SOURCE DOCUMENT:
Annual membership fees vary depending on whether you buy a savings or business membership card, both of which cost $45 as of 2015. A business membership card gives you the ability to add on members for a fee, while an individual membership includes one card for yourself and one card for your partner, spouse or a person age 18 or older who lives with you. A third option, the more expensive Sam's Plus membership card, offers cash-back rewards, useful if you plan to buy a high volume of goods during the year.

Evaluate Upcoming Purchases

Take a careful look at the types of purchases you would make at Sam's Club before investing in a membership. For instance, if you need new tires, Sam's Club sells and installs tires at a discount. The chain offers 24-hour roadside assistance for three years after you buy the tires, making membership worth the cost. If your Sam's Club sells gas and you fill up frequently, this is another cost savings, as prices per gallon tend to be at least 10 cents less than at big-name gas stations. If you or a family member needs a prescription filled or new eyeglasses, Sam's Club offers them at lower prices than most other retailers. Some cleaning supplies with a long shelf life are also a good deal at Sam's Club, according to Consumer Reports. One way to stretch your dollar is to stock up right before your membership expires, and then wait a few months before renewing.

Small vs. Large Family

If you have a large family and can use up bulk products such as milk and condiments before the expiration date, a Sam's Club membership makes sense. But buying large amounts of perishable foods with a short shelf life is not the best deal for singles or couples. You're wasting money buying more than you need. The same goes for moisturizers, sunscreen, detergent and beauty products that come in large sizes but lose their effectiveness within a year or two.

Avoid Costlier Items

Some of the chain's products can be bought for the same or less money at other stores, especially if you have coupons, which Sam's Club does not allow. For instance, drinks, such as name-brand sodas and fruit juices, cost the same at Sam's Club as at some discount stores that don't require membership fees, says Consumer Reports. Books, CDs and DVDs are also usually available for less online, according to Money Watch.

DATASET CONTENT:
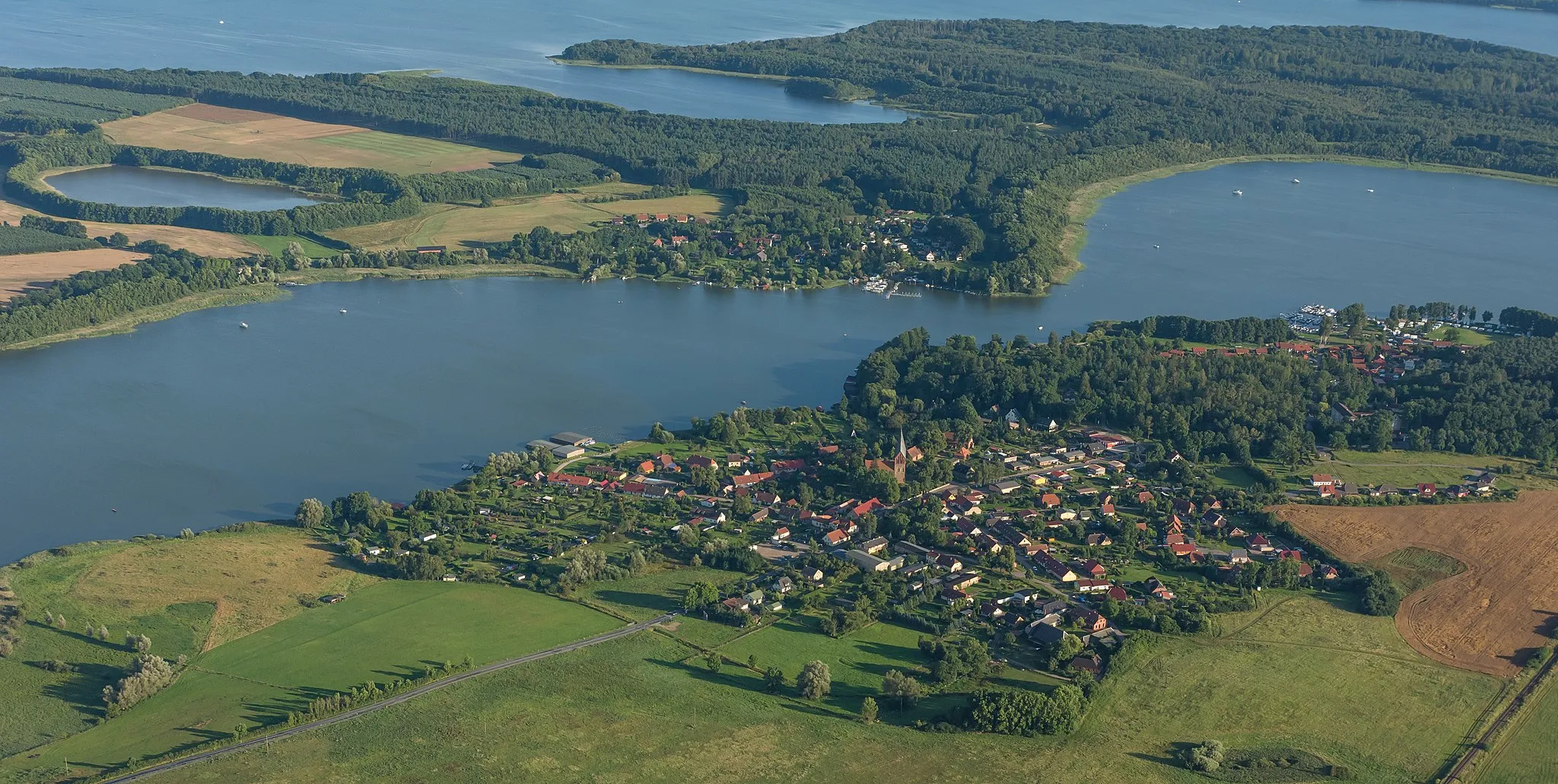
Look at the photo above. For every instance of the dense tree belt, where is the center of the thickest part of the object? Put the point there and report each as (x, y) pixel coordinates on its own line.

GOALS:
1/ Decide whether each statement agrees with the Sam's Club membership text, answering yes or no and quoting the deciding words: (a) As of 2015, savings and business membership cards cost the same. (b) Sam's Club accepts coupons. (c) Gas at Sam's Club tends to cost at least 10 cents less per gallon than at big-name gas stations.
2/ Write out the passage of the Sam's Club membership text that begins at the words "Small vs. Large" and stops after the words "year or two.".

RESULTS FOR THE EXERCISE:
1/
(a) Yes: "both of which cost $45 as of 2015"
(b) No: "coupons, which Sam's Club does not allow"
(c) Yes: "prices per gallon tend to be at least 10 cents less than at big-name gas stations"

2/
Small vs. Large Family

If you have a large family and can use up bulk products such as milk and condiments before the expiration date, a Sam's Club membership makes sense. But buying large amounts of perishable foods with a short shelf life is not the best deal for singles or couples. You're wasting money buying more than you need. The same goes for moisturizers, sunscreen, detergent and beauty products that come in large sizes but lose their effectiveness within a year or two.